**Instructions for the task**
Which lines run from the one containing "Phrase: ooredoo banner" to the end of the entries below? Reproduce them exactly, both ends included.

**Natural-language object grounding data**
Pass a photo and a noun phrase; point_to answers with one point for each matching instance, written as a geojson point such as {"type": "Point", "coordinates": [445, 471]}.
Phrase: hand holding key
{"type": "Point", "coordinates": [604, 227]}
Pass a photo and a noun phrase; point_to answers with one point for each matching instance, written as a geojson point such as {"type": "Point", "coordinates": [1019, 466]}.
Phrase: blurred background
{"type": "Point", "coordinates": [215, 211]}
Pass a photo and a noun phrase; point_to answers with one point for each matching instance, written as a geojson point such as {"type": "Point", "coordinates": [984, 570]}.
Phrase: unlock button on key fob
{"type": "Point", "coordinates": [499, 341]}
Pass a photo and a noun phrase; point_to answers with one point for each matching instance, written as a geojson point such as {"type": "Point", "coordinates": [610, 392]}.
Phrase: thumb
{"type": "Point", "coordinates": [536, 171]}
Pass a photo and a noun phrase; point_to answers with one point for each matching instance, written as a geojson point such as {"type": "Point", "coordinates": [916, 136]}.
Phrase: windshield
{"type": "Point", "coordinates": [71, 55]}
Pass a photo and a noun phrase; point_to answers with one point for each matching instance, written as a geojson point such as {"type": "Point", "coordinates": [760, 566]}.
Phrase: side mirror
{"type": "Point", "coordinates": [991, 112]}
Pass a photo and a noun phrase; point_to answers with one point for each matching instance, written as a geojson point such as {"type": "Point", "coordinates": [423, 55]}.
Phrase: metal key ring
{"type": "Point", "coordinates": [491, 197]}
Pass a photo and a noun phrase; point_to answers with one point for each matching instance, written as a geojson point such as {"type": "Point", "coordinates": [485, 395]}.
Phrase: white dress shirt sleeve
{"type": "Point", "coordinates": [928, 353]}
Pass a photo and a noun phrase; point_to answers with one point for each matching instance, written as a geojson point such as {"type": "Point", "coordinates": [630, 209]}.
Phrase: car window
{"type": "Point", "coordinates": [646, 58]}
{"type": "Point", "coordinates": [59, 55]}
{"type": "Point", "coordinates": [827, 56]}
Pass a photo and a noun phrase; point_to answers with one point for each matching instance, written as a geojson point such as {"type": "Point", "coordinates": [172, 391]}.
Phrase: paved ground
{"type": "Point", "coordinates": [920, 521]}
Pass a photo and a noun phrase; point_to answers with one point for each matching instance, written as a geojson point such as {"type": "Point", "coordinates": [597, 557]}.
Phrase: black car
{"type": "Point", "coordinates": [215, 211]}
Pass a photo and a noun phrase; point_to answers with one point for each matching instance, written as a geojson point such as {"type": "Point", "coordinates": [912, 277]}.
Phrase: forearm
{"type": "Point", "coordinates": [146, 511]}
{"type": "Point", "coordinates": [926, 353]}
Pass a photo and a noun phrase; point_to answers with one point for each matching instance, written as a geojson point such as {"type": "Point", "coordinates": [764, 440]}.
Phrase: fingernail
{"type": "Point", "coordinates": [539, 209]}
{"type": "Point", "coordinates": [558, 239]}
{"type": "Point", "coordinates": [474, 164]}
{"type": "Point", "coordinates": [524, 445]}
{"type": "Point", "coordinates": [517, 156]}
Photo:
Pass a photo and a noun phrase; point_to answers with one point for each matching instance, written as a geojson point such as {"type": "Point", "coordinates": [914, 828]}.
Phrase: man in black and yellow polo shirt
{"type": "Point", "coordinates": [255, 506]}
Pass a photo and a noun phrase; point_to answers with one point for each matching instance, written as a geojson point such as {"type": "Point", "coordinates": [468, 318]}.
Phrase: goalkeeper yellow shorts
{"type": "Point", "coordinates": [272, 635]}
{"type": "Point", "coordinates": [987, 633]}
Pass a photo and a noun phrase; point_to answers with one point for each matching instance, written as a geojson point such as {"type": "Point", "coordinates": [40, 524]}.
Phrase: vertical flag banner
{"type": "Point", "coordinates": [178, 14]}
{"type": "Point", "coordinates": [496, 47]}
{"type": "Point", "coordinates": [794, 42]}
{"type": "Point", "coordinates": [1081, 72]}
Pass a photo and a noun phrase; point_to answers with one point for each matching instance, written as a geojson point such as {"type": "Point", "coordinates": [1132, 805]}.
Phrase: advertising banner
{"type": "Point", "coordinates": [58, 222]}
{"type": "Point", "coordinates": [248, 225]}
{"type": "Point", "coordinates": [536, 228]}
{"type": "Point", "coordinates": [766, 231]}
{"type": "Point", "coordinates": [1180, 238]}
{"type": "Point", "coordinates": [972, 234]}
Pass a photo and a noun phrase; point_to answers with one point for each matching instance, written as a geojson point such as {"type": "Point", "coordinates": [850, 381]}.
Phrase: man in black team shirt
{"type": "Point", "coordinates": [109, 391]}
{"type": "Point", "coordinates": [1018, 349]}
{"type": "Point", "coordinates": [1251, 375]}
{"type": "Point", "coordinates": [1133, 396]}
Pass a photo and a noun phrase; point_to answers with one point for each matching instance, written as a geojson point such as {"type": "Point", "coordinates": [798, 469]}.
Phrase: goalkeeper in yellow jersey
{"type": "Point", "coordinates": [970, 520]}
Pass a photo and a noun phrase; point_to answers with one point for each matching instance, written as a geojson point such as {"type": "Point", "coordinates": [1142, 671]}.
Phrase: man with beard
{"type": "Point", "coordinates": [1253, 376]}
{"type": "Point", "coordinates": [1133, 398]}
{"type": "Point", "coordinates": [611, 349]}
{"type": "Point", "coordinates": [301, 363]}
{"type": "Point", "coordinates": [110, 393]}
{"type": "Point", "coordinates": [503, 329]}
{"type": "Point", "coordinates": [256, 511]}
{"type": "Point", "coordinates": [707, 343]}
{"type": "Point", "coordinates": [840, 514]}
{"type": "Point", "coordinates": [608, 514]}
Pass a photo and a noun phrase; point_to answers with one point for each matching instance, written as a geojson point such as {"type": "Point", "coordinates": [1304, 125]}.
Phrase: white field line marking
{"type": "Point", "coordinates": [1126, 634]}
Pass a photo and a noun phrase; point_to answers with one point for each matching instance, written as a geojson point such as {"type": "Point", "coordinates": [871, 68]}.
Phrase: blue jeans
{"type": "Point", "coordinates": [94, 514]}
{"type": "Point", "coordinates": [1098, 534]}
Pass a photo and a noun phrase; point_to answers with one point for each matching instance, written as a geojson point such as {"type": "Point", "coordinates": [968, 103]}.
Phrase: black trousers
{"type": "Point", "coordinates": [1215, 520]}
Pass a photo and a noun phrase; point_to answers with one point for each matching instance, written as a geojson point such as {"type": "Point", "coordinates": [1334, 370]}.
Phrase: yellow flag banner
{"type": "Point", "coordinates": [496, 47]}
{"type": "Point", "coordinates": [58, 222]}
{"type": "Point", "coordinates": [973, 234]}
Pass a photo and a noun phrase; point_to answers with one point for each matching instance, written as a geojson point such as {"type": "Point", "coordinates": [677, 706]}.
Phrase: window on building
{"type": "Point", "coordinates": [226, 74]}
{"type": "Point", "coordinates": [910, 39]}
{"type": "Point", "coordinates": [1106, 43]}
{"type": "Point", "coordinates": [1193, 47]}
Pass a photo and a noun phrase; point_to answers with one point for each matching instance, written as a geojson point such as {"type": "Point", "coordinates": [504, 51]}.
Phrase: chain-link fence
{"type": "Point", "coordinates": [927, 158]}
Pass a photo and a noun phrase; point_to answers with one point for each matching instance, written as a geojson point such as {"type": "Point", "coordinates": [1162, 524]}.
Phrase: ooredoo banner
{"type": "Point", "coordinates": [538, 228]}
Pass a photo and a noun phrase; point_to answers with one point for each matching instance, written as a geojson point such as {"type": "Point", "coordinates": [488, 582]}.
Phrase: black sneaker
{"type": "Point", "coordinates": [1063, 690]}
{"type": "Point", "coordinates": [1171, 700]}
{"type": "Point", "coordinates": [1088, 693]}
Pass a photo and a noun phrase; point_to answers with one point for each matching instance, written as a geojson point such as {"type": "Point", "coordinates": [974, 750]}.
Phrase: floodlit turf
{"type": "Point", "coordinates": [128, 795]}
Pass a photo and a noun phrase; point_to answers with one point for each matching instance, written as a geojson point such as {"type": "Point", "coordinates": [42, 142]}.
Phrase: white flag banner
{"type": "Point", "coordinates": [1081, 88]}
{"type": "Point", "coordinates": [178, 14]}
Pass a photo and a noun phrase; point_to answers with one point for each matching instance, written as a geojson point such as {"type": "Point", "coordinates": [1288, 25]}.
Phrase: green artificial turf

**Response area**
Phrase: ooredoo banner
{"type": "Point", "coordinates": [538, 228]}
Pass a photo and a noun phrase; point_to answers with one point for each matching instance, written as a geojson point such as {"type": "Point", "coordinates": [488, 582]}.
Phrase: black sneaker
{"type": "Point", "coordinates": [1063, 690]}
{"type": "Point", "coordinates": [1171, 700]}
{"type": "Point", "coordinates": [1088, 693]}
Pass a photo and a noun phrase; point_to answers with one point for each matching instance, written as a geojson point such as {"type": "Point", "coordinates": [974, 750]}.
Phrase: floodlit turf
{"type": "Point", "coordinates": [128, 795]}
Pass a photo and a noun phrase; point_to answers with one point for each matching instance, written as a geojson point such as {"type": "Point", "coordinates": [42, 142]}.
Phrase: white flag banner
{"type": "Point", "coordinates": [1081, 88]}
{"type": "Point", "coordinates": [178, 14]}
Pass a photo and a noun phrase; point_to answers with one point for each matching instance, written as a geojson point such as {"type": "Point", "coordinates": [1288, 25]}.
Phrase: green artificial turf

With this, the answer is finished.